Put the rows below into a Markdown table with the columns "No." and "Line", starting with the line containing "of the tussock" and running through the final row, both included. Number each line and leave out any blank lines.

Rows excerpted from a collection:
--
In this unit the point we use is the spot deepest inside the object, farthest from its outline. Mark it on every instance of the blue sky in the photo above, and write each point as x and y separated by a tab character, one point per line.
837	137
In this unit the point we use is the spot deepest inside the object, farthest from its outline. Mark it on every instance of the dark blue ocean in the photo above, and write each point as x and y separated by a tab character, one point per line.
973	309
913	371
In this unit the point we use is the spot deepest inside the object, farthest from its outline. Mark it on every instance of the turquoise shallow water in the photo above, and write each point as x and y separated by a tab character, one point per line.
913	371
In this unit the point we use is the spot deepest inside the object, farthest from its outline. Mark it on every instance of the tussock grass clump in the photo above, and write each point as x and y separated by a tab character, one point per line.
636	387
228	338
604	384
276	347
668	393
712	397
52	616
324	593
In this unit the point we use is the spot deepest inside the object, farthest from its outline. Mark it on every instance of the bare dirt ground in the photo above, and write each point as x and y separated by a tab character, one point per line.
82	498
--
EXERCISE RESPONSE »
| No. | Line |
|---|---|
| 1 | In this unit the point we use is the spot deepest inside the object, farthest from its outline. Mark it on every instance of the tussock grass clump in the photo above, and write each point as x and y separated by a tab character, one point per line. |
| 2 | 636	387 |
| 3 | 228	338 |
| 4 | 604	384 |
| 5 | 276	347 |
| 6 | 668	393 |
| 7 | 712	397 |
| 8 | 52	616 |
| 9 | 324	593 |
| 10 | In this unit the point we use is the spot deepest inside the object, farthest from its outline. Mark it on every instance of the bare dirt ground in the photo above, and write each point as x and y separated by a tab character, one point per line. |
| 11 | 82	498 |